[Data for analysis]
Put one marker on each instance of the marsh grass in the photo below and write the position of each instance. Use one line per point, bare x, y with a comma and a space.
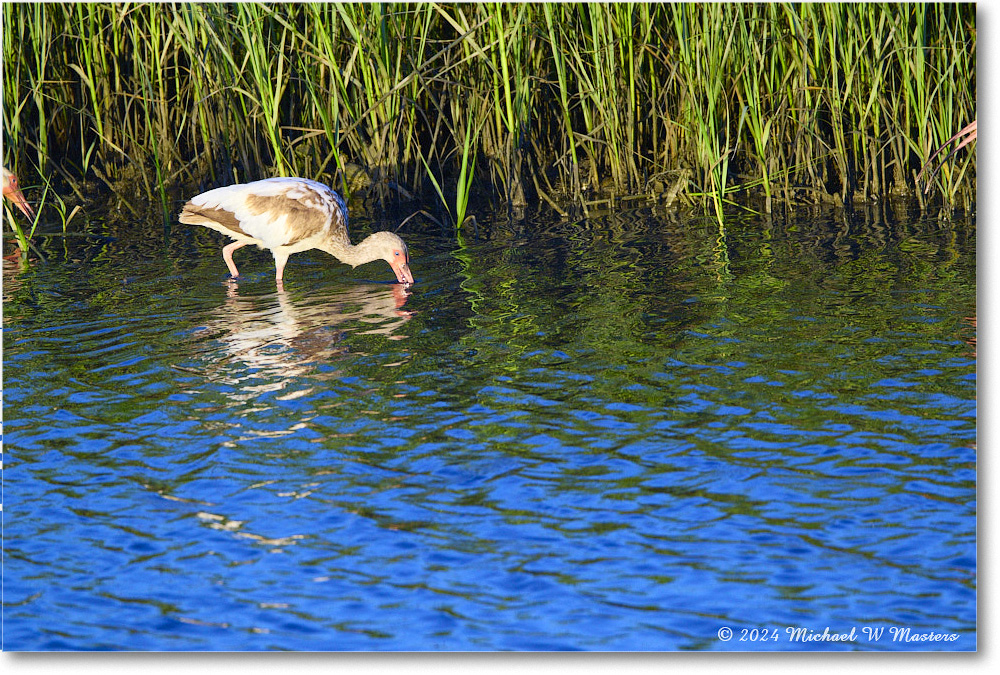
511, 103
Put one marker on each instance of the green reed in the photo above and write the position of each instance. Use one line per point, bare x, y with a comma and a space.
520, 103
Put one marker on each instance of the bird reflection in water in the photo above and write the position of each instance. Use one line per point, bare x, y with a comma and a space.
270, 342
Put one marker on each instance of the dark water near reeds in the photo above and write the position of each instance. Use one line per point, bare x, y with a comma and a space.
615, 434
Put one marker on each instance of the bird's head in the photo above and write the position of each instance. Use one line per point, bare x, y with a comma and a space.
392, 249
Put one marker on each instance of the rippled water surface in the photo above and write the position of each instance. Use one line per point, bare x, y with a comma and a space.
625, 433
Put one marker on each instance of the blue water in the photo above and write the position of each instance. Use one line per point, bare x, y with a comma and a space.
625, 433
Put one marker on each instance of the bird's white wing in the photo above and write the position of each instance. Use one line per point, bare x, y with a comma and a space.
275, 211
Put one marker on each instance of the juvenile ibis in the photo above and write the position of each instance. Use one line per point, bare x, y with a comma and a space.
289, 215
12, 191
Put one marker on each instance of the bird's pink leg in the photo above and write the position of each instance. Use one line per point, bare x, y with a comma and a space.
227, 255
279, 266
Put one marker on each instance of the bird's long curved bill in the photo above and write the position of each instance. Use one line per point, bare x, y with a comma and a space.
403, 274
20, 202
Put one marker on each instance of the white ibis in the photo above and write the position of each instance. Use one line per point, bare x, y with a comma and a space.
12, 191
289, 215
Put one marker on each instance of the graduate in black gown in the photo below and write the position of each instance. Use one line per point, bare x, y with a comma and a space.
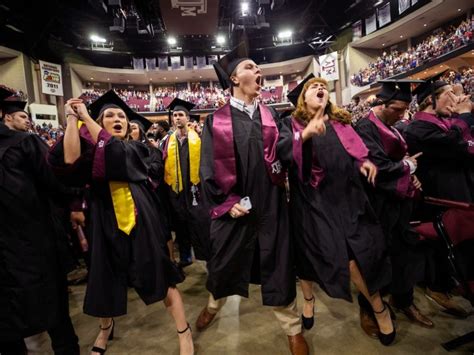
441, 129
182, 154
34, 258
127, 241
138, 128
394, 194
336, 230
240, 159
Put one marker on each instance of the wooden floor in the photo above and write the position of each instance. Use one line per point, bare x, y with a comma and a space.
245, 327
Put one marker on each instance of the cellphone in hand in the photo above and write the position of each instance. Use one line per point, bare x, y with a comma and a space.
245, 203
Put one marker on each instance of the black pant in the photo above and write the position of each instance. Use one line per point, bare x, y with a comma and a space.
64, 340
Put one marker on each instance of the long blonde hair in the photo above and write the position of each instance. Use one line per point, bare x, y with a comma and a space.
334, 113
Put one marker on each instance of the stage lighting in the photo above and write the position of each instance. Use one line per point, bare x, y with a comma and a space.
287, 34
95, 38
172, 41
245, 8
220, 39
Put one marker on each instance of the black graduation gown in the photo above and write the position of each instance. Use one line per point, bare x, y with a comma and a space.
188, 218
32, 248
334, 222
255, 248
393, 212
446, 168
117, 260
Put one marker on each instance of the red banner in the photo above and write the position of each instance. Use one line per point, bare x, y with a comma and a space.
185, 17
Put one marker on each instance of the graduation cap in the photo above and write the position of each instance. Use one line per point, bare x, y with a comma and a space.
195, 118
296, 92
12, 106
225, 66
4, 93
180, 105
393, 89
111, 100
429, 87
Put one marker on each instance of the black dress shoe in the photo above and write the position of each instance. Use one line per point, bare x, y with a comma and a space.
308, 322
387, 339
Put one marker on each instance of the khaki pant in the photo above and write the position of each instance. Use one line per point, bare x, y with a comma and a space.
288, 316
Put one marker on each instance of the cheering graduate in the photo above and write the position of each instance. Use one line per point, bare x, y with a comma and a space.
33, 247
128, 243
242, 179
392, 197
336, 231
182, 154
441, 130
446, 167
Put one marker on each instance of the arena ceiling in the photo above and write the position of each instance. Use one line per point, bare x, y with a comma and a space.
55, 30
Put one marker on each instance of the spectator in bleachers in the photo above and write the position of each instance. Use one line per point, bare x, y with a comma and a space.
389, 64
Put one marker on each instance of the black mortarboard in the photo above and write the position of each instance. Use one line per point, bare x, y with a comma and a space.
12, 106
393, 89
111, 99
227, 64
429, 87
195, 118
4, 93
296, 92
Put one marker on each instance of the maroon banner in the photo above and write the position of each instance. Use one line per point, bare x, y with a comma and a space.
185, 17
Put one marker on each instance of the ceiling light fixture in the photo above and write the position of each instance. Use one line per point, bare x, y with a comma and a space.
172, 41
285, 34
95, 38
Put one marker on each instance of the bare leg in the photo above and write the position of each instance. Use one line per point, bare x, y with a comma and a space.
383, 319
308, 306
174, 305
103, 337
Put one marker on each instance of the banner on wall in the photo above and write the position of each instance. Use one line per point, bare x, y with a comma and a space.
370, 24
175, 62
383, 15
51, 78
188, 62
403, 5
163, 63
150, 63
356, 30
201, 62
328, 66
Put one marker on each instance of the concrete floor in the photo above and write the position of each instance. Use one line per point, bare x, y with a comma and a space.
245, 327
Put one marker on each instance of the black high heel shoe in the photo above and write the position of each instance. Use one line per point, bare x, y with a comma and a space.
111, 337
386, 339
308, 322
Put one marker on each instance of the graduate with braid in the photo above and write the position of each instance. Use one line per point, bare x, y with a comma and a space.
128, 243
182, 155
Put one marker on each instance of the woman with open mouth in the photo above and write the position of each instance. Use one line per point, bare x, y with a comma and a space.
336, 232
127, 234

[Directions for this task]
If pictures appear among the entries above, omit them; repeat everything else verbatim.

[Response to the exercise]
Put one marker on each instance of the marsh grass in the photo below and write the position of each instance. Use one line per point, bare x, y with a comma and a space.
511, 103
Put one marker on each instance of the green reed in the photo above and write the position of each instance. Use one line per point, bare x, y with a comma and a space.
520, 103
Put one marker on each instance of the bird reflection in water in the photo above and write the position of each instance. Use one line per point, bare x, y with a comma and a space.
270, 342
Put one marker on each instance of the dark water near reeds in the photo above and write the position of each instance. Use one line per point, bare x, y with a comma and a space.
615, 434
Put one marker on each instance of the bird's head in the photo above and write the position of each instance. Use one line per point, bare x, y with a comma and a space.
392, 249
Put one marker on each instance of the rippled water surface in the photo above and write the position of each instance. Use one line per point, bare x, y with a comma and a space.
625, 433
Put one marker on each instance of the blue water in the photo above and write the position of each instance. Use one line per point, bare x, y with a comma and a space.
625, 433
Put one marker on each instance of the bird's white wing in the photo above and write the position of each instance. Use one line per point, bare x, y with a comma and a space.
275, 211
Put one marker on each instance of the juvenile ibis in the photo above and write the position of each instance. Use one line per point, bare x, y with a comma and a space.
289, 215
12, 191
Put one marker on each instance of the bird's pink leg in the photo above and write the position of each instance. Use one line per point, bare x, y with a comma and a space.
227, 255
279, 266
Put one marker on each instance of the bird's long curved bill in the photo above and write the position of each instance. Use one line per point, bare x, y with a comma and a space.
403, 274
20, 202
Put one marker on each instance of the white ibis in the photo above and write the position of each instance. Use one line per point, bare x, y with a comma and a space.
12, 191
289, 215
Put one marker on each instance of the graduate in black gown in the photo below and write the position of each instance. Use one line per point, bare x, y with a comma and a space.
441, 129
182, 154
34, 258
127, 241
138, 128
394, 194
336, 230
240, 159
Put one marker on each instance of the wooden floor in the photo above and write the position of each instance. Use one line per point, bare x, y with a comma and a space.
245, 327
Put one marker on each instance of the cellphone in hand in the photo above and write the position of each instance. Use one line per point, bare x, y with a comma and a space.
245, 203
Put one marker on each instance of the black pant in the photo above and write the position of each instance. Use one line per point, bare x, y with a comma and a space.
64, 340
Put one marker on each instance of the long blonde hair in the photo above and write the position of each instance. Use one line per point, bare x, y with a comma and a space.
334, 113
Put one marker on each instance of the stage lighting in the photo above and write the position of each instance. Use one line per point, bare x, y with a comma and a space.
287, 34
95, 38
172, 41
245, 8
220, 39
Put one marker on each instance of the black graduation gown in the photo above and write the position of each instance. Use one line per point, bare x, y with a comma and a space.
188, 218
32, 248
334, 222
255, 248
393, 212
446, 168
117, 260
Put one marker on each instance of the red banner in the photo above and write the position of each instance. Use one line per point, bare x, y with a comma and a space.
185, 17
Put one marker on each instance of the graduation cap in the photo above and write the position of each instance. Use one line per point, bare x, y with a comma and a space.
195, 118
296, 92
12, 106
225, 66
4, 93
180, 105
393, 89
111, 100
429, 87
Put one marker on each instance of the black dress shoe in the photo above and write the position of each instance. Use one line per point, bare x, y with a comma and a space.
308, 322
387, 339
Put one marker on each instance of the khaki pant in the photo above and write the position of each instance. Use one line per point, bare x, y with a comma and a space.
288, 316
Put one marker on each instance of the cheering graduate in the photo above and write the position of each instance. Use one line per point, bare x, y with a comma and a space.
33, 247
128, 243
242, 179
392, 197
336, 231
182, 154
441, 130
446, 167
Put one marker on each instance of the arena ceiling in the photo above and write the position of each instance. Use one line per point, bare x, y with a comma and a space.
55, 30
Put one marker on each instance of the spectator in bleachers in the photo above and write the position of each instance. Use one line per point, bare x, y with a comma and a space.
389, 64
Put one marker on each instance of the black mortarboard in the photo above and write the position of each instance. Use one line per point, bare x, y with a comma and a space.
12, 106
393, 89
111, 99
227, 64
429, 87
195, 118
4, 93
296, 92
Put one marker on each instance of the maroon banner in the photo above and write the position of each instance. Use one line per point, bare x, y with a comma and a space.
185, 17
Put one marker on each instance of the ceiling light fixture in the photo above and write the position of each instance. Use one line per point, bare x, y with a comma and a space.
172, 41
285, 34
95, 38
Put one marker on each instance of the bare leg in the photo above and write the position of each instance. Use one line per point, bare x, y with a comma and a space.
383, 319
308, 306
174, 305
103, 337
Put one marker on each instance of the banner on wall in the photo above and write the position of each instance. Use one line per point, bare x, y with a comma and a space.
370, 24
175, 62
383, 15
51, 78
188, 62
403, 5
163, 63
150, 63
356, 30
201, 62
328, 66
Put one marker on each instance of the concrete floor in the photo above and write the position of each instance. Use one line per point, bare x, y with a comma and a space.
245, 327
Put one marker on each instance of the black high heel shoe in the photo above and write the position of each instance. Use one line per point, bare x, y with a comma and a space.
111, 337
386, 339
308, 322
Put one marker on each instance of the graduate with braid in the photo above and write the position of each instance. Use one line per point, bare x, y with a comma and a space.
128, 243
182, 155
Put one marker on each instance of the woman with open mouth in the photo above and write the position of each instance. Use one line per point, bare x, y with a comma and a space.
336, 232
127, 234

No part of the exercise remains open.